Extract to read:
Tuesday, February 28, 2006

Spotlight Job Fair

Today was the spotlight job fair. Luckily it was only for liberal arts private schools, so it wasn’t completely flooded with people. I originally went in with only one or two places to look at but ended up seeing some surprising additions to the guest list, and visiting more than expected. Overall it went ok. My friend Bob made a good point in looking back on the helpfulness of the fair. A lot of the groups represented just kept referring you back to their website. They might say a little and hand you a brochure but in the end would say “It’s all on our website, make sure to check out the website.” Blah blah.. Yes, that’s very helpful, but not for those of us that have already been to the website. We were there to actually talk to someone that could tell us more. They didn’t end up being as helpful as I had anticipated. However, I did learn a bit about those areas I had been pursuing.

A broad description of what I’m looking at now would be to get a masters in anthropology. Even better would be to also learn and then hopefully be able to specialize in the Arabic language and Middle Eastern culture. What would I do with that? Well I have been thinking I’d really like to work for the government, possibly in intelligence. I don’t mind moving around and would love to travel and go international. I don’t have any ties to hold me back and have moved all my life (and I love it!), nothing new. The first stop was the Peace Corp. What would be great about that experience is you get trained in language and culture of wherever you will be serving for three months, then you go and live in and work in that culture. It would be great experience, I think, and a great way to get that language and culture background I’m looking for. Plus, the 12 months after you finish you are given preferred standing to work for the federal gov. Although where exactly that is I don’t know. You can also start your masters, go over after your first year and serve your two years and come back to finish. That would be great! However, you do not have any say in where they place you. It will be strictly based on what you would be doing, and where that is needed. Soooo… I don’t think I’m going to go that route. I also talked to both the CIA and FBI. I am going to go ahead and apply and get my resumes into them. But it takes quite a while for their background research and I also need to get some experience before that would even be an option. The last place I stopped was the army. Yes, that’s right, the army. I think many would agree that that is definitely not what comes to mind when they envision my future. However, I have considered it a lot. The lifestyle would be wonderful, change and moving and traveling (different once I have a family, if that happens). Plus, he said they would pay me to go to language school, which is the best in the country. And, they would pay up to $70,000 on my student loans. That won’t cover it, but it would certainly help!

Problems and tasks:
1: List every group or organization the writer of the job fair post says they stopped at or talked to at the fair.
2: Decide whether each statement agrees with the job fair post, answering yes or no and quoting the words that settle it: (a) The fair was open to students from all kinds of schools. (b) The army offered to pay up to $70,000 toward the writer's student loans. (c) People joining the Peace Corp get to choose where they serve.

Mask labeling examples
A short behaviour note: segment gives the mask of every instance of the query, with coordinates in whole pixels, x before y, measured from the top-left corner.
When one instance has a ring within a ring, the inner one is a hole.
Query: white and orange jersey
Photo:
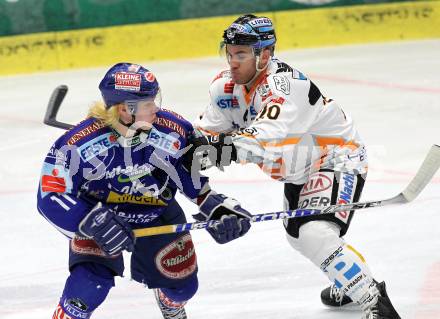
[[[286,63],[272,59],[249,90],[223,71],[209,93],[210,104],[194,126],[205,134],[231,133],[238,161],[295,184],[325,168],[366,173],[352,119]]]

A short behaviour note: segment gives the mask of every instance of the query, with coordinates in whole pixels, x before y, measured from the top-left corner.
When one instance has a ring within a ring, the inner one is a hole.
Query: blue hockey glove
[[[110,256],[133,251],[136,238],[130,228],[108,207],[98,203],[78,226],[79,232],[93,239]]]
[[[251,228],[252,215],[233,198],[209,192],[199,206],[200,213],[193,215],[198,221],[219,220],[214,227],[207,228],[219,244],[228,243],[246,234]]]

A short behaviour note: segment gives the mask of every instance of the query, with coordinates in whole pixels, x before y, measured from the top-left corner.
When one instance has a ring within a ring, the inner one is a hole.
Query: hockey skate
[[[172,301],[160,289],[154,289],[154,296],[164,319],[187,319],[184,308],[186,302]]]
[[[357,306],[350,297],[343,293],[342,289],[336,288],[335,284],[321,291],[321,302],[329,307],[347,308]]]
[[[363,307],[361,304],[361,308],[363,308],[365,312],[362,319],[400,319],[399,314],[396,309],[394,309],[388,297],[385,282],[382,281],[376,284],[373,289],[375,290],[375,292],[373,292],[373,301],[366,302],[369,304],[367,307]]]

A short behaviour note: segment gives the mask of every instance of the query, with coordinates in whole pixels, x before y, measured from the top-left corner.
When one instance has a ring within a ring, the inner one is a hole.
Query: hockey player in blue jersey
[[[183,154],[193,127],[160,108],[153,73],[119,63],[99,89],[104,103],[58,138],[43,164],[38,210],[69,239],[70,275],[53,319],[90,318],[122,275],[124,250],[132,252],[132,278],[154,289],[163,317],[186,318],[198,288],[191,235],[135,238],[132,230],[185,223],[177,190],[199,206],[197,220],[220,219],[208,229],[218,243],[243,236],[250,214],[191,172]]]

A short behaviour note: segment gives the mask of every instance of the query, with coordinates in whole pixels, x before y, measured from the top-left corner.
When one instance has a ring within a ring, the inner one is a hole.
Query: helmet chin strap
[[[121,123],[122,125],[124,125],[125,127],[130,128],[136,122],[136,117],[133,114],[131,114],[131,122],[130,123],[124,123],[121,120],[121,118],[119,117],[118,122]]]
[[[119,123],[121,123],[122,125],[124,125],[129,131],[130,130],[133,130],[131,127],[132,127],[132,125],[134,125],[134,123],[136,123],[136,116],[135,115],[133,115],[133,114],[131,114],[131,122],[130,123],[124,123],[122,120],[121,120],[121,118],[119,118]],[[141,129],[141,128],[138,128],[138,129],[136,129],[136,131],[135,131],[135,133],[133,134],[133,136],[136,136],[136,135],[139,135],[139,134],[141,134],[141,133],[145,133],[145,132],[148,132],[150,129],[146,129],[146,130],[144,130],[144,129]]]

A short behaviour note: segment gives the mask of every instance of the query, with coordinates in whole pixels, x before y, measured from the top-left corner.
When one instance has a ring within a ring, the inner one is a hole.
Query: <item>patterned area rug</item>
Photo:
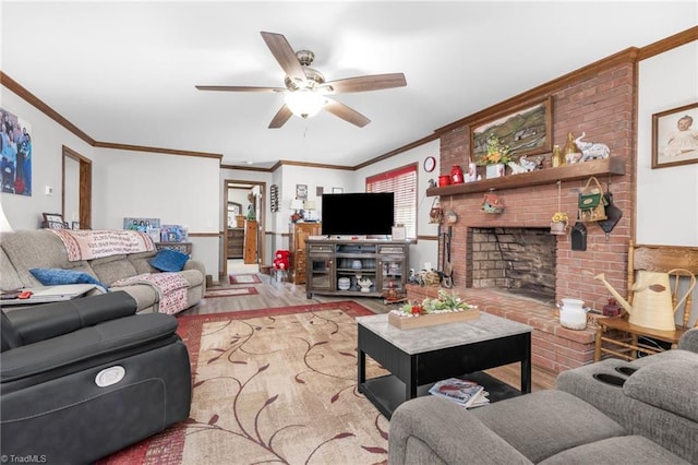
[[[389,424],[357,391],[351,301],[182,315],[190,418],[100,464],[377,464]],[[369,378],[384,373],[371,359]]]
[[[214,297],[236,297],[236,296],[254,296],[257,293],[255,287],[232,287],[227,289],[209,289],[204,294],[205,299]]]
[[[260,276],[254,273],[251,274],[231,274],[230,284],[257,284],[262,283]]]

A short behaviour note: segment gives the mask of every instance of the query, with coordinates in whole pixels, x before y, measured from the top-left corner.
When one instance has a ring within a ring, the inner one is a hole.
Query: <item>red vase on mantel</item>
[[[450,176],[448,175],[441,175],[438,177],[438,187],[442,188],[444,186],[448,186],[450,184]]]

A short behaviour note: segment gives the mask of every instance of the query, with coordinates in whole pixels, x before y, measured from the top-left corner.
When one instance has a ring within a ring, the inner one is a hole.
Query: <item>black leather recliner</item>
[[[89,463],[189,417],[177,319],[124,291],[2,311],[0,450]]]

Answers:
1: Peace Corp, CIA, FBI, army

2:
(a) No: "it was only for liberal arts private schools"
(b) Yes: "they would pay up to $70,000 on my student loans"
(c) No: "you do not have any say in where they place you"